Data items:

.....

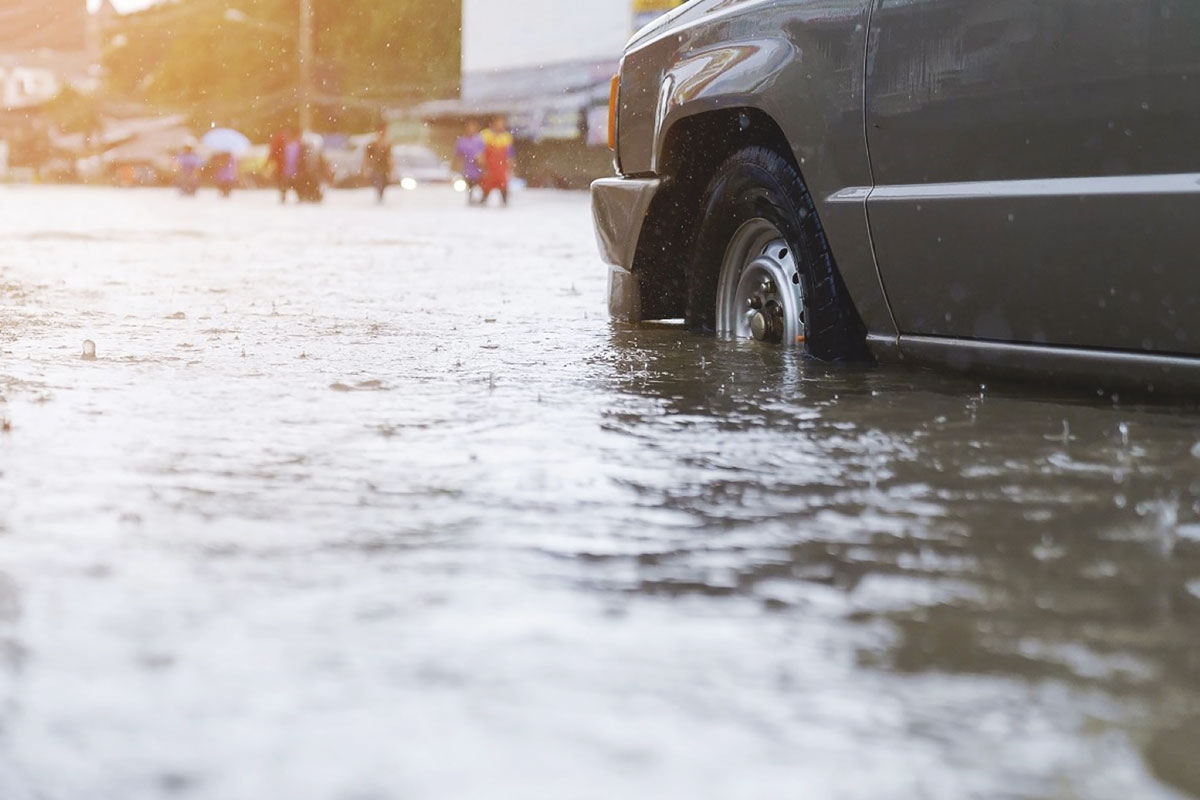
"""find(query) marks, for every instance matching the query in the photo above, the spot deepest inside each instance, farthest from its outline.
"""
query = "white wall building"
(25, 86)
(537, 32)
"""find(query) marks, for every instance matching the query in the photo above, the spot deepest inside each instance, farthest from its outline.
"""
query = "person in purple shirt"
(468, 151)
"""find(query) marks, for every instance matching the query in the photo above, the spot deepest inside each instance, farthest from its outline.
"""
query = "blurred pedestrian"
(497, 160)
(377, 162)
(187, 168)
(226, 173)
(285, 158)
(312, 169)
(468, 152)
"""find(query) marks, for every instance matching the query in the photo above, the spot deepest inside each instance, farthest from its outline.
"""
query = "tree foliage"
(240, 67)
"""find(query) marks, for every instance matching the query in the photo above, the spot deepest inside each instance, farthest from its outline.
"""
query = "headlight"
(613, 96)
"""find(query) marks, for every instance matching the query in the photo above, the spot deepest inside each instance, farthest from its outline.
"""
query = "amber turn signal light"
(612, 112)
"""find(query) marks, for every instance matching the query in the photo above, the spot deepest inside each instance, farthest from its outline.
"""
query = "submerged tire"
(756, 221)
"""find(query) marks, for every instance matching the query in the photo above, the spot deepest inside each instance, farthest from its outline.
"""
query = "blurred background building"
(85, 94)
(48, 49)
(546, 66)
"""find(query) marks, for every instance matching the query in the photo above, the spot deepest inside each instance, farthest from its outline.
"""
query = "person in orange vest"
(497, 160)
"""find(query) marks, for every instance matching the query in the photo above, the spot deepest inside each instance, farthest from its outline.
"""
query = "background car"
(414, 166)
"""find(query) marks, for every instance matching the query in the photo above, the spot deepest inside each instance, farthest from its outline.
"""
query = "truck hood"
(681, 16)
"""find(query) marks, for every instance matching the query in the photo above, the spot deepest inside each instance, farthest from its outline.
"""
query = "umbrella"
(226, 140)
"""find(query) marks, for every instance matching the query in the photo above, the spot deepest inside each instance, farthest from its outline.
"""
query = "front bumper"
(618, 208)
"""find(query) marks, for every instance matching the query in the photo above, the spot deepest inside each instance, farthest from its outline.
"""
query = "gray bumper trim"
(618, 209)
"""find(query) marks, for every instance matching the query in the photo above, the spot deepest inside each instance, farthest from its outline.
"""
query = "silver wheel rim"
(760, 294)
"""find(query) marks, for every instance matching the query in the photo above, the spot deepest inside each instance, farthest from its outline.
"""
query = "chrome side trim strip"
(1061, 365)
(1115, 185)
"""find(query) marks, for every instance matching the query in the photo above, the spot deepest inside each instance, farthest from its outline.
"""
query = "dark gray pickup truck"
(1008, 185)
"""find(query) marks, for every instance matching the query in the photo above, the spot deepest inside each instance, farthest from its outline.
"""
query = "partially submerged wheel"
(760, 294)
(761, 266)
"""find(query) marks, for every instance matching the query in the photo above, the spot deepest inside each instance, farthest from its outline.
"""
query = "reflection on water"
(306, 529)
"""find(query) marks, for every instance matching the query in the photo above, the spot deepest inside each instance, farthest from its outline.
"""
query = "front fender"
(732, 76)
(802, 64)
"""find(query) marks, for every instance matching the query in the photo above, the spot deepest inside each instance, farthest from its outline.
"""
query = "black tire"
(757, 182)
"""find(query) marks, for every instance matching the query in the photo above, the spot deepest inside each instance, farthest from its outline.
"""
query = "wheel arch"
(693, 148)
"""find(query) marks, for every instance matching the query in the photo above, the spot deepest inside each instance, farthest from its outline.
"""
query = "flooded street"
(369, 503)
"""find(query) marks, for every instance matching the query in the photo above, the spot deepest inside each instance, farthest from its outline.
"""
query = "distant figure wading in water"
(497, 160)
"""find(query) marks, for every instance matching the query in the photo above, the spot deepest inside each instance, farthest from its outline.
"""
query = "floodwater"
(373, 503)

.....

DIRECTIONS: Find every line in the data items above that contains the word "building", and copy each one.

SOLUTION:
query = "white wall building"
query = "blurred background building"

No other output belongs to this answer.